___ Quoted text

# ECLIPSE 8V PREOUT CD PLAYER ?



## HydroCutlass86 (Mar 20, 2002)

I just got a old school Eclipse 5506 (model) it's the non powered one with 8V preouts and has a all copper casing...my question is will i need a good 4 channel amp to run all my high's that can handle the 8v preout? What would be good?
Thanks


here's pics of the unit...





















if anyone has a basket,trim and remote that would work for this model hit me up on a price


----------



## Sporty (Jan 26, 2006)

well, the preamp output on the HU is to match sensitivity with the amplifier... in other words, if you have (for example) 2V preamp outputs, the gain on your amplifier will be set a little higher then if you where to have 4V preamp outputs... 

so being that you have 8V, im betting your going to have that gain set way low... (which isnt a big deal.. i personally dont buy HU's if they have a low, 2/3, voltage preamp output... but thats just me, not saying anythings terribly wrong with them)

as far as a basket, you can go the mile and make one yourself out of wood (mdf), and as far as trim and remote... good luck bro... if you haven't done a mad-man google search, now is the time...


----------



## Brahma Brian (Nov 17, 2004)

You WILL need an amp that can handle 8v pre-amp voltage, and if thats the MOST the amp can take, the gain will be all the way down...

None come to mind right now, but that will be a major deciding factor in your amp purchase...


----------



## texasound (Nov 19, 2005)

i have a newer version of the 8v eclispe the 8445 and i use the ea 4000 by eclispe on it. hope that helps


----------

______

■ Given instruction 1
Return every line of the records below that contains the word "blue", matching case exactly.

___ Stored records

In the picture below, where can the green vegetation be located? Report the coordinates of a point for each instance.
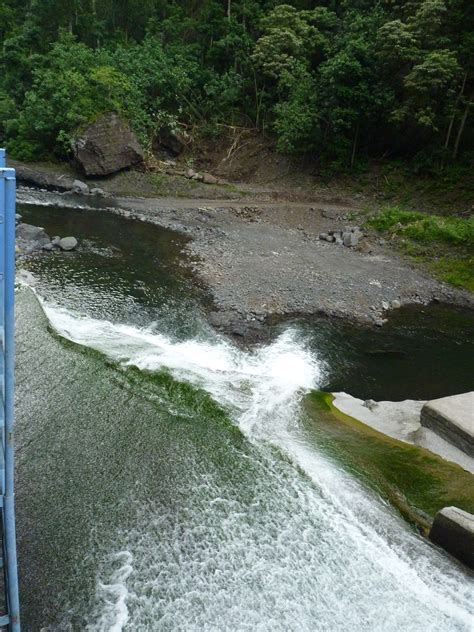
(425, 228)
(416, 481)
(345, 80)
(445, 244)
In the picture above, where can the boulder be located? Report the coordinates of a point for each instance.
(97, 191)
(208, 178)
(453, 530)
(350, 239)
(106, 146)
(80, 187)
(28, 232)
(67, 243)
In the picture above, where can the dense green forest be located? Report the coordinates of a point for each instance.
(342, 80)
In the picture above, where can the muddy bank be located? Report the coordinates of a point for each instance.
(264, 260)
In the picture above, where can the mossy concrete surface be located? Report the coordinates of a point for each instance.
(416, 481)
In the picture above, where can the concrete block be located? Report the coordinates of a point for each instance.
(453, 530)
(453, 419)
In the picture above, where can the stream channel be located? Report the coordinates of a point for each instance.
(170, 480)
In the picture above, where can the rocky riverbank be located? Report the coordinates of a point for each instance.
(265, 259)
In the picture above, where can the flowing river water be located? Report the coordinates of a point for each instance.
(170, 480)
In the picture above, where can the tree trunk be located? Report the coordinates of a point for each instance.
(461, 129)
(354, 145)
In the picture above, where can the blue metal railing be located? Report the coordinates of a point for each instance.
(11, 617)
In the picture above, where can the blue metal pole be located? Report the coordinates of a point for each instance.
(9, 204)
(9, 500)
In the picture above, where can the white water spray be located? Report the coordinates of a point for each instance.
(326, 555)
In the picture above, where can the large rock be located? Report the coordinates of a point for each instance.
(28, 232)
(453, 530)
(453, 419)
(67, 243)
(106, 146)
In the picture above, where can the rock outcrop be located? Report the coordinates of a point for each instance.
(106, 146)
(453, 419)
(453, 530)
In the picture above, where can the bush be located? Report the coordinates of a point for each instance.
(425, 228)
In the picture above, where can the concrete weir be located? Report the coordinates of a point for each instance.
(453, 419)
(453, 530)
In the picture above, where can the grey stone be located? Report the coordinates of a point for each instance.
(28, 232)
(80, 187)
(106, 146)
(67, 243)
(453, 419)
(453, 530)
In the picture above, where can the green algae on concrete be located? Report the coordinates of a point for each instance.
(416, 481)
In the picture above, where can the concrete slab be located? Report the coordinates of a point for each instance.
(453, 530)
(453, 419)
(401, 420)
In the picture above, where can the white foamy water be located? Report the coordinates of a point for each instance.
(310, 550)
(111, 612)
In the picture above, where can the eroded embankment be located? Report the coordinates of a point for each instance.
(266, 260)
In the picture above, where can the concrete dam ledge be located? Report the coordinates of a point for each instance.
(453, 419)
(453, 530)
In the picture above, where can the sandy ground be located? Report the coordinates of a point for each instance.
(266, 259)
(401, 420)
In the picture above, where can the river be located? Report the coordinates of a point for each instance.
(166, 477)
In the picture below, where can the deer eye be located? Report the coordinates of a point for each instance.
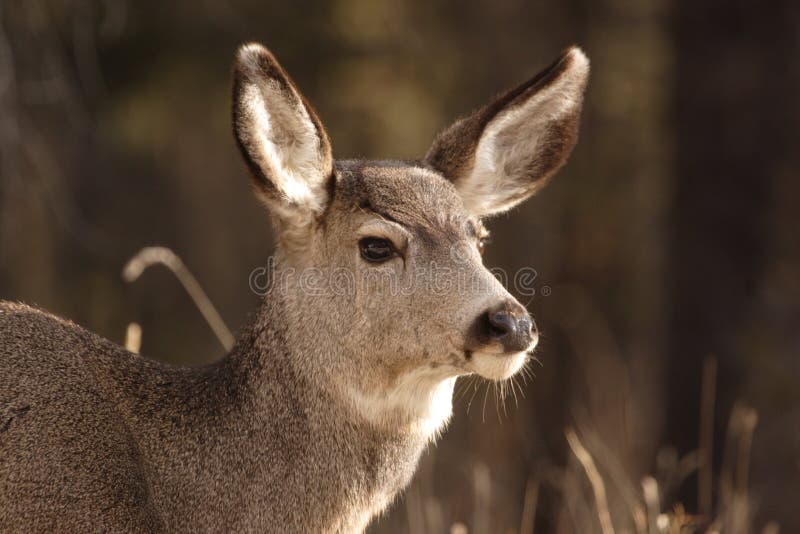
(376, 249)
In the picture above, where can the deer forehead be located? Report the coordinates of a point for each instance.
(413, 196)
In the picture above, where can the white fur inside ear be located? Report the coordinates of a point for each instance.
(287, 143)
(514, 137)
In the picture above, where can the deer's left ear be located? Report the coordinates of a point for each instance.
(504, 152)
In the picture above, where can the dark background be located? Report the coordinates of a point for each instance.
(670, 239)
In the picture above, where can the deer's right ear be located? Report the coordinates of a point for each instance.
(281, 138)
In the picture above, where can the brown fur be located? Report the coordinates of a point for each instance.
(316, 419)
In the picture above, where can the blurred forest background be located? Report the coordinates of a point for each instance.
(670, 239)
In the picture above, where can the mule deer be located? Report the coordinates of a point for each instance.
(316, 419)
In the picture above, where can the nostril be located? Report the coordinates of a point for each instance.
(501, 323)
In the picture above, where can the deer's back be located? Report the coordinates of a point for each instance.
(67, 456)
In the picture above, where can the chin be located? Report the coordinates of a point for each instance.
(498, 366)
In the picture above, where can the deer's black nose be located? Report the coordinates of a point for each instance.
(510, 325)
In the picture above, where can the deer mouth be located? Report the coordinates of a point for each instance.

______

■ Given instruction 2
In the forum thread about the Eclipse 8V preout CD player, what material does Sporty suggest for making a basket yourself?

■ Result 1
In the picture above, where can the blue metal railing be located? Report the coordinates of a point for each instance.
In the picture above, where can the blue metal pole be located? Report the coordinates of a point for each instance.

■ Result 2
Wood (MDF).